(Records from a data source)
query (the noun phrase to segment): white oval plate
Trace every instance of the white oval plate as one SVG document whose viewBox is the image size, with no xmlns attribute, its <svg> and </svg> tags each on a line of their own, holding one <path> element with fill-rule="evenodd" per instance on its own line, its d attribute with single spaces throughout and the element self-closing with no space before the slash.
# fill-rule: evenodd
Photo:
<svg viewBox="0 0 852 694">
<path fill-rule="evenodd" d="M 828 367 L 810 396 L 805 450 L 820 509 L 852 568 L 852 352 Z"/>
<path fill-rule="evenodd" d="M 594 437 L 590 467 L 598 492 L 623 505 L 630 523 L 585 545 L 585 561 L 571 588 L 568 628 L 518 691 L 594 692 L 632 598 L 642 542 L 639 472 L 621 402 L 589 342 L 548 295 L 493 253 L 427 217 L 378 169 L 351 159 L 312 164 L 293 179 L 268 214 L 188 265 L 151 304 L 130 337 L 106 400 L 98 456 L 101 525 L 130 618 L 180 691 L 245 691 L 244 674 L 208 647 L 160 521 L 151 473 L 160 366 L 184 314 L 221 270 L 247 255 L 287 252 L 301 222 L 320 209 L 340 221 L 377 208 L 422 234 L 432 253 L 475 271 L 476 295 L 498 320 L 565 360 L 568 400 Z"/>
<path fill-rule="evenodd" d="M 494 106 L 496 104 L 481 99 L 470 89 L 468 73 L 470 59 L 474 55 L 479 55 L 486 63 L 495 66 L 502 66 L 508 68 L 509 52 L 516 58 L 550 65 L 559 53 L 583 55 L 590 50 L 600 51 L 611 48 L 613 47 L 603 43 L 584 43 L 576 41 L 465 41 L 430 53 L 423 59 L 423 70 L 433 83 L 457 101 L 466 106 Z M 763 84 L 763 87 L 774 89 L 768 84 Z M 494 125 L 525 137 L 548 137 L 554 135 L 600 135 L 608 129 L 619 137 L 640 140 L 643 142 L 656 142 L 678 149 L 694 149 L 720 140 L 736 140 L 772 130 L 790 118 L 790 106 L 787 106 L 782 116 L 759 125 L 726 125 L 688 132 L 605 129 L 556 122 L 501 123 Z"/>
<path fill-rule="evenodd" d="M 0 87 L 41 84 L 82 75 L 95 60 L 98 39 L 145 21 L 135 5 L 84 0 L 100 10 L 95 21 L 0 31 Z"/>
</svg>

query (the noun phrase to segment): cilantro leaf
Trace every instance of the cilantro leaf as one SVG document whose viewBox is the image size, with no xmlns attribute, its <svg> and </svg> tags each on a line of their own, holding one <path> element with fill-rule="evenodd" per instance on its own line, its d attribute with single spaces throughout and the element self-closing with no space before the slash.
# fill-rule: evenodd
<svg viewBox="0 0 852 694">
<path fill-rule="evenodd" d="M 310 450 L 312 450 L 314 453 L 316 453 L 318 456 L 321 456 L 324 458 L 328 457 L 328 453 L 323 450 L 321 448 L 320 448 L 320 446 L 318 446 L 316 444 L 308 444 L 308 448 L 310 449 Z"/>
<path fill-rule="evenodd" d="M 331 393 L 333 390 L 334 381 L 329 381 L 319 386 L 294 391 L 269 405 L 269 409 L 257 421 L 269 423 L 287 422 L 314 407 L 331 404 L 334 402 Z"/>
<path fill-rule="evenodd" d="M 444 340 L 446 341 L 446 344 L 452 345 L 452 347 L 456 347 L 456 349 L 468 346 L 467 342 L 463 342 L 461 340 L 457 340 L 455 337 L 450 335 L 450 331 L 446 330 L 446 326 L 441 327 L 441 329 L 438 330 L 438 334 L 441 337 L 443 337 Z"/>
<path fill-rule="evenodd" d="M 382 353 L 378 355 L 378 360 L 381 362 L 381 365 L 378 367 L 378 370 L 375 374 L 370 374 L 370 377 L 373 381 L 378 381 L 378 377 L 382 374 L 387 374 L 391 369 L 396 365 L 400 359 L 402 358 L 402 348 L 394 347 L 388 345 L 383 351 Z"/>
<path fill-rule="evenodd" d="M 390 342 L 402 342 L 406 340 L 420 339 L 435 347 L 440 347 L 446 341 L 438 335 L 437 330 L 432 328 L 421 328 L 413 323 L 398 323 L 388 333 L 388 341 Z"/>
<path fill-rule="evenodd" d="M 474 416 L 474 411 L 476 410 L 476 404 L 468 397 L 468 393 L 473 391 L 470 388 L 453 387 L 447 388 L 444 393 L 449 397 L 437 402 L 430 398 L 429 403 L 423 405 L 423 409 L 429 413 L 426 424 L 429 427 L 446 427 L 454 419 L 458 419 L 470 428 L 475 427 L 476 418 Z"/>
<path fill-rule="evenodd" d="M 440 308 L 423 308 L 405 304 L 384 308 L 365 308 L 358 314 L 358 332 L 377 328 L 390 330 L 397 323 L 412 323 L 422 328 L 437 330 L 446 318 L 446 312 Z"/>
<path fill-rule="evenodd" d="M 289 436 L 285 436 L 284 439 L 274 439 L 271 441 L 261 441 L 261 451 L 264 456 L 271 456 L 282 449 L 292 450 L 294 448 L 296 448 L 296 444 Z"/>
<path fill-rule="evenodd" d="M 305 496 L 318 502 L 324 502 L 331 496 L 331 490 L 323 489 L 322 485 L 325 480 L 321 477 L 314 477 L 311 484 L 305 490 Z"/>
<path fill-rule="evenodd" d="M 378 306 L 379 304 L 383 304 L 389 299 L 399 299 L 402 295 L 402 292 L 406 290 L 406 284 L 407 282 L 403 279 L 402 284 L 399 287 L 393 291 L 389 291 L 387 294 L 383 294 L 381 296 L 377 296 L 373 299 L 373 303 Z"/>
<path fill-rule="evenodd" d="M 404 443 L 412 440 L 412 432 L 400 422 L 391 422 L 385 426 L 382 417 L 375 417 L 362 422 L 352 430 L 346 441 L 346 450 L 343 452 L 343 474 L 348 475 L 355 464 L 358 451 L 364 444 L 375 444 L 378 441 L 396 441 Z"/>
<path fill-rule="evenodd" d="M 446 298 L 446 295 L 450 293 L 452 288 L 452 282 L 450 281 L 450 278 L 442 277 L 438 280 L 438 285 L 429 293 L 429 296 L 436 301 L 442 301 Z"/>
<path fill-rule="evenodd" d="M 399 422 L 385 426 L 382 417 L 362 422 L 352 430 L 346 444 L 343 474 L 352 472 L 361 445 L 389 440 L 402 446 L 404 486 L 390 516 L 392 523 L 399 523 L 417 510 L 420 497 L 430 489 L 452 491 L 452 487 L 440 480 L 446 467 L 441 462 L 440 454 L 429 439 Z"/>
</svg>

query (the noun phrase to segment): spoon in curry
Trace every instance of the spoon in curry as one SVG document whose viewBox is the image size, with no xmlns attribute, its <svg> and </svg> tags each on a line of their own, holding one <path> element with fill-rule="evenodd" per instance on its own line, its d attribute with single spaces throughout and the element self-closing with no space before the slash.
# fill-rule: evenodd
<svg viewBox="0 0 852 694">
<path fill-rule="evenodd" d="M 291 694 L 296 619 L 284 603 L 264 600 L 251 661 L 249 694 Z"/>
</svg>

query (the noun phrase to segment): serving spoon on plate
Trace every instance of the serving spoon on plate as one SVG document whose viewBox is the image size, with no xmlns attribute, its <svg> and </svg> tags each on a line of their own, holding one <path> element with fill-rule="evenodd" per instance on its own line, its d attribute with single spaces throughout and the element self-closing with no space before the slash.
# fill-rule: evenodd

(SET TASK) Rewrite the entries as a JSON list of strings with one string per line, omitting blank lines, starting at the beginning of the entries and ending at the line that contains "828 367 L 810", with both ends included.

(FULL ANSWER)
[
  "query (the noun phrase to segment): white oval plate",
  "Trace every instance of the white oval plate as one SVG document whose viewBox is the image size, with no xmlns attribute, its <svg> and </svg> tags each on a line of their own, holding one <path> element with fill-rule=\"evenodd\" per instance on its own line, its d attribute with single spaces throughout and the element self-closing with no space before the slash.",
  "# fill-rule: evenodd",
  "Photo:",
  "<svg viewBox=\"0 0 852 694\">",
  "<path fill-rule=\"evenodd\" d=\"M 828 367 L 810 396 L 805 450 L 820 509 L 852 568 L 852 352 Z\"/>"
]